* What to work on *
**A.** How would this sentence from the rental forum post read in Spanish: "Duration of my rental tenure: 2 months starting from September 1st 2012 onwards (September and October)."
**B.** Could you continue the forum post about seeking a short-term rental in Ahmedabad from the point where it stops?

* Source document *
-- Begin --
# Looking for short-term rental stay in ahmedabad west



## emailme.friend (Jul 19, 2012)

Hi,

I am new to Ahmedabad and looking for a short-term stay in either of the following accommodation type, to suit my needs. I request the concerned person/s provide appropriate support/guidance in this regard.

Duration of my rental tenure: 2 months starting from September 1st 2012 onwards (September and October). Might get extended.
-- End --
* Provided material *
-- Begin --
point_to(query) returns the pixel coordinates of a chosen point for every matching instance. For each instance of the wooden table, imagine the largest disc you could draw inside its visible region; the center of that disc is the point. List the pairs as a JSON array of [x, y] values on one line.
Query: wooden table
-- End --
* Responses to the exercise *
**A.** Duración de mi alquiler: 2 meses a partir del 1 de septiembre de 2012 (septiembre y octubre).

**B.**
Furnished/Semi-furnished 1BHK Apartment

OR

MALE Single Occupancy room (no sharing) PG Accommodation with attached bathroom for self-use ONLY

OR

Single/Private/Out-house room

Following are the location areas which I prefer to live-in:

CG road, Parimal Garden, Law Garden, Navrangpura, Ambawadi, near IIMA, Satellite, Vastrapur

Facilities must include Washing Machine or Laundry services, Storage/in-built mirror-Cupboard space, TV, Wi-Fi connection (preferable), Drinking Water, Cot/Bed with pillows, Fans. Bathroom along with its accessories must be clean/tidy having Health-Faucet for toilet purpose. Need Hot water. Clothes hanging/drying facility. Kitchen facilities (preferable).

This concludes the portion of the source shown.